======== Page text ========

Ulrike Ottinger
Other names: Weinberg, Ulrike (birth name)
Director, photographer, screenwriter, painter
* in Konstanz
In the 1960s, Ottinger made Pop Art paintings in Paris, where she cultivated contact with a scene of German emigrants. Her work is characterized by both an avant-gardist approach and historical commemoration. She has worked as an auteur filmmaker since the 1970s, initially realizing feature films and later also documentaries. Ottinger has filmed in Berlin’s industrial wastelands as well as in the taiga (boreal forest) in Mongolia. Exhibitions of her work have featured at documenta and international museums and galleries.

========

Exercise | Write out the part of the Ulrike Ottinger profile that begins at the words "Ulrike Ottinger" and stops after "museums and galleries.". The data after this point is separate from the Ulrike Ottinger profile.

======== Extracted material ========

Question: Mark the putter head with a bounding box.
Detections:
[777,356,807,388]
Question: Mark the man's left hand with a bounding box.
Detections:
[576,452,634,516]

========

Response to the exercise |
Ulrike Ottinger
Other names: Weinberg, Ulrike (birth name)
Director, photographer, screenwriter, painter
* in Konstanz
In the 1960s, Ottinger made Pop Art paintings in Paris, where she cultivated contact with a scene of German emigrants. Her work is characterized by both an avant-gardist approach and historical commemoration. She has worked as an auteur filmmaker since the 1970s, initially realizing feature films and later also documentaries. Ottinger has filmed in Berlin’s industrial wastelands as well as in the taiga (boreal forest) in Mongolia. Exhibitions of her work have featured at documenta and international museums and galleries.